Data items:
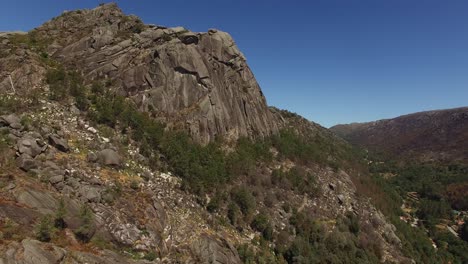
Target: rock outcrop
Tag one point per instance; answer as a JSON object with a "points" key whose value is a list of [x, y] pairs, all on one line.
{"points": [[196, 81]]}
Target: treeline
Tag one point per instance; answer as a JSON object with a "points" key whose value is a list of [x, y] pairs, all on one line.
{"points": [[440, 189]]}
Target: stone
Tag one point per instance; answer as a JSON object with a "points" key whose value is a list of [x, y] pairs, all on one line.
{"points": [[213, 251], [11, 120], [28, 145], [189, 38], [59, 143], [36, 252], [90, 194], [341, 198], [74, 110], [26, 162], [56, 179], [109, 157], [92, 157]]}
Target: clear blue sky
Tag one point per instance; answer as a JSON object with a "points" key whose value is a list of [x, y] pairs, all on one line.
{"points": [[332, 61]]}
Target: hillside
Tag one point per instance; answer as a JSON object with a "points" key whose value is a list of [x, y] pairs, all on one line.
{"points": [[130, 143], [426, 136]]}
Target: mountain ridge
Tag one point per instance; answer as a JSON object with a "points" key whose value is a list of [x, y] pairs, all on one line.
{"points": [[435, 135]]}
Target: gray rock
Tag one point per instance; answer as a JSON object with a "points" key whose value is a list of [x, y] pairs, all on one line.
{"points": [[74, 110], [28, 145], [109, 157], [90, 194], [189, 38], [11, 120], [58, 142], [73, 182], [56, 179], [32, 252], [210, 250], [92, 157], [201, 82], [36, 252], [341, 199], [42, 201], [26, 162]]}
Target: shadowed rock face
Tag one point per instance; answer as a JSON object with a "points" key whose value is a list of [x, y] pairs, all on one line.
{"points": [[196, 81], [426, 136]]}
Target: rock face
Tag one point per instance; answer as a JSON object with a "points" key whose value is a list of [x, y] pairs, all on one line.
{"points": [[109, 157], [196, 81], [426, 136]]}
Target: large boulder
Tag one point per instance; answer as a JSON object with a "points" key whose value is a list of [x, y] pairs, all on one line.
{"points": [[109, 157], [212, 251]]}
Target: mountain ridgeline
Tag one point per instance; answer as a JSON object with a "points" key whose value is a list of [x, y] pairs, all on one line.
{"points": [[425, 136], [123, 142]]}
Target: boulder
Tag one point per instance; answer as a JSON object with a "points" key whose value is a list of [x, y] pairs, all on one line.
{"points": [[56, 179], [109, 157], [59, 142], [11, 120], [28, 145], [189, 38], [26, 162], [92, 157], [210, 250], [90, 194]]}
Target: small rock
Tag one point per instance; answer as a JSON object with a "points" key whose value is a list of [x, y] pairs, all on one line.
{"points": [[92, 157], [26, 162], [90, 194], [56, 179], [28, 145], [109, 157], [92, 130], [10, 120], [74, 110], [59, 143], [341, 198]]}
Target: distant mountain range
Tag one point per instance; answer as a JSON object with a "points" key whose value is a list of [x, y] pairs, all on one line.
{"points": [[439, 135]]}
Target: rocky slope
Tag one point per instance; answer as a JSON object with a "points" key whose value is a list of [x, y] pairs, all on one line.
{"points": [[198, 81], [425, 136], [92, 195]]}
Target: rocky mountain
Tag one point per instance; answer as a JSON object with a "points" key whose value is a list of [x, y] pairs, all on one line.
{"points": [[197, 81], [122, 142], [426, 136]]}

- Set task: Convert the records above into a two-column CSV with the header input,output and one row for each record. Put the record's text in input and its answer in output, each as one quoted field with line breaks replaced by spaces, and leave out the pictures.

- Task result:
input,output
"Target: rock outcrop Tag one point per instance; answer as a JSON object with a ""points"" key whose value is a list of [x, y] pairs, all on one line.","{""points"": [[196, 81]]}"
"Target: treeline Tag one point per instance; answer as a JSON object with a ""points"" key whose value is a list of [x, y] pairs, all on one line.","{""points"": [[440, 189]]}"
"Target: stone Tag one point per instance; answer as a JSON object with a ""points"" key whose value is a list of [x, y] pairs, all on one line.","{""points"": [[213, 251], [11, 120], [28, 145], [189, 38], [59, 143], [36, 252], [90, 194], [341, 198], [74, 110], [26, 162], [56, 179], [109, 157], [92, 157]]}"
"Target: clear blue sky Tag one point per instance; answer as a JSON object with a ""points"" key whose value is a list of [x, y] pairs, all on one line.","{""points"": [[332, 61]]}"
"Target: hillside Tag one point per instance; answer as a JSON object with a ""points"" key whose value is a list of [x, y] pairs, all on one line.","{""points"": [[130, 143], [426, 136]]}"
"Target: mountain ridge Tag one point per instance; answer as a JSON object with a ""points"" key whose value is a list of [x, y] pairs, all on one line.","{""points"": [[435, 135]]}"
"Target: gray rock Tag one point per instance; answer as a JSON object with a ""points"" key whose value is a list of [x, y] pairs, all on one line.","{""points"": [[74, 110], [28, 145], [109, 157], [90, 194], [189, 38], [11, 120], [58, 142], [73, 182], [56, 179], [32, 252], [210, 250], [92, 157], [201, 82], [36, 252], [341, 199], [42, 201], [26, 162]]}"
"Target: shadowed rock face Tag one point per instance; answer as a JSON object with a ""points"" key whose value is a list of [x, y] pairs, all on one line.","{""points"": [[196, 81], [426, 136]]}"
"Target: rock face Tag one point per instance; answer as a JSON object with a ""points"" key whose value is a list of [x, y] pairs, all on one line.","{""points"": [[109, 157], [196, 81], [426, 136]]}"
"Target: large boulder Tag one point per instance; answer as a JSON object with a ""points"" key whose value is a list of [x, y] pairs, all on one line.","{""points"": [[109, 157], [212, 251]]}"
"Target: mountain ridgeline Tag one point per instance; answer as a JSON object with a ""points"" key whose value is a list of [x, y] pairs, all on one line.","{""points"": [[425, 136], [123, 142]]}"
"Target: boulder Tag one point per instance; answer as a JSON object with a ""points"" key whose value is a list of [x, y] pairs, all on one line.","{""points"": [[56, 179], [109, 157], [59, 142], [11, 120], [28, 145], [189, 38], [26, 162], [92, 157], [210, 250], [90, 194]]}"
"Target: small rock Tag one point per instance; answer as a JSON object with a ""points"" key whose value is a list of [x, y] pairs, all on one line.","{""points"": [[92, 157], [26, 162], [90, 194], [56, 179], [28, 145], [109, 157], [92, 130], [10, 120], [74, 110], [59, 143], [341, 198]]}"
"Target: distant mountain range Tag one point per instance; answer as a JSON object with a ""points"" key whose value is a list of [x, y] pairs, all on one line.","{""points"": [[439, 135]]}"
"Target: rocky slope Tag one point per instance; answer as a JSON object with a ""points"" key whose value is a list of [x, y] pairs, all on one line.","{""points"": [[198, 81], [425, 136], [92, 195]]}"
"Target: rocky mountain Tag one point per instance; answer as a JSON object with a ""points"" key whose value is a list of [x, y] pairs, all on one line.","{""points"": [[197, 81], [122, 142], [426, 136]]}"